## Written exercise:
Retype all of the lines below without changing anything.

## Examples of point labeling:
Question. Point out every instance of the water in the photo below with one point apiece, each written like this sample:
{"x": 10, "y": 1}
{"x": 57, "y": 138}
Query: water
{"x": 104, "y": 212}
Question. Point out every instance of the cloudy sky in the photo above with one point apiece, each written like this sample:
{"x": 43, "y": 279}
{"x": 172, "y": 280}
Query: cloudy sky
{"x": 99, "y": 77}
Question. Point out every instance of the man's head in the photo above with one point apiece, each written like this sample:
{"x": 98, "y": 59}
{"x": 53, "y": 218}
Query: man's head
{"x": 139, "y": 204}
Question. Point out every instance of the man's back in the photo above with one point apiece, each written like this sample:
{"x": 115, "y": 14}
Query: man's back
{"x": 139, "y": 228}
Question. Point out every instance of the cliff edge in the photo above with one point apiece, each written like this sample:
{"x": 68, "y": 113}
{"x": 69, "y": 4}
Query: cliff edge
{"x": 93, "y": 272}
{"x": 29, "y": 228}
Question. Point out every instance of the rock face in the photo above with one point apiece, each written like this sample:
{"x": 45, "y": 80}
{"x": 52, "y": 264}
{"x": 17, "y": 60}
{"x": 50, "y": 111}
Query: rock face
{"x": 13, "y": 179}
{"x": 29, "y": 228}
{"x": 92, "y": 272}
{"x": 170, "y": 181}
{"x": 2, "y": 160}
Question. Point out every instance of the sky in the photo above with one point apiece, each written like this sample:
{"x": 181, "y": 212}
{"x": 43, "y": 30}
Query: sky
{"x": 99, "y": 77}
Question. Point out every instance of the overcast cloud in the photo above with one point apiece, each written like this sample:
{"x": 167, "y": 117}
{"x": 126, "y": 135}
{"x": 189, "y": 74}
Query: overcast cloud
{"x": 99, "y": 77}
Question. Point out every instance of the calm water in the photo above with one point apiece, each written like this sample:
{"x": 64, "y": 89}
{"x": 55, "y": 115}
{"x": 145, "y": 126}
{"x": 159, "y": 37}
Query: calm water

## Task response:
Question. Point out every instance of the water in the photo below with one point apiece, each written like this sample:
{"x": 10, "y": 1}
{"x": 57, "y": 138}
Query: water
{"x": 104, "y": 212}
Question. Point out every instance of the cloudy sky in the photo above with one point apiece, each written like this sample:
{"x": 43, "y": 279}
{"x": 172, "y": 280}
Query: cloudy sky
{"x": 99, "y": 77}
Question. Point out every instance of the man's head in the photo above with one point apiece, each written like this sample:
{"x": 98, "y": 59}
{"x": 53, "y": 218}
Query: man's head
{"x": 139, "y": 204}
Question. Point out every instance of the man's back in the photo above with one point apiece, each written like this sample:
{"x": 115, "y": 14}
Query: man's back
{"x": 139, "y": 228}
Question. Point out every instance of the cliff edge in the photo above with one point apiece, each written like this sample:
{"x": 68, "y": 113}
{"x": 69, "y": 4}
Query: cliff edge
{"x": 93, "y": 272}
{"x": 29, "y": 228}
Question. Point out every instance of the rock face in the photo above with one point apiece, each written like this sample:
{"x": 45, "y": 80}
{"x": 52, "y": 264}
{"x": 17, "y": 60}
{"x": 50, "y": 111}
Query: rock face
{"x": 13, "y": 179}
{"x": 29, "y": 228}
{"x": 92, "y": 272}
{"x": 170, "y": 181}
{"x": 2, "y": 160}
Question. Point out every instance of the sky in the photo above with one point apiece, each written like this sample:
{"x": 181, "y": 212}
{"x": 43, "y": 30}
Query: sky
{"x": 99, "y": 77}
Question. Point out every instance of the overcast cloud in the photo above with one point apiece, each written like this sample:
{"x": 167, "y": 117}
{"x": 126, "y": 135}
{"x": 189, "y": 74}
Query: overcast cloud
{"x": 99, "y": 77}
Question. Point out every instance of the calm water in the photo above with one point apiece, each written like this sample:
{"x": 64, "y": 89}
{"x": 55, "y": 115}
{"x": 145, "y": 126}
{"x": 159, "y": 37}
Query: calm water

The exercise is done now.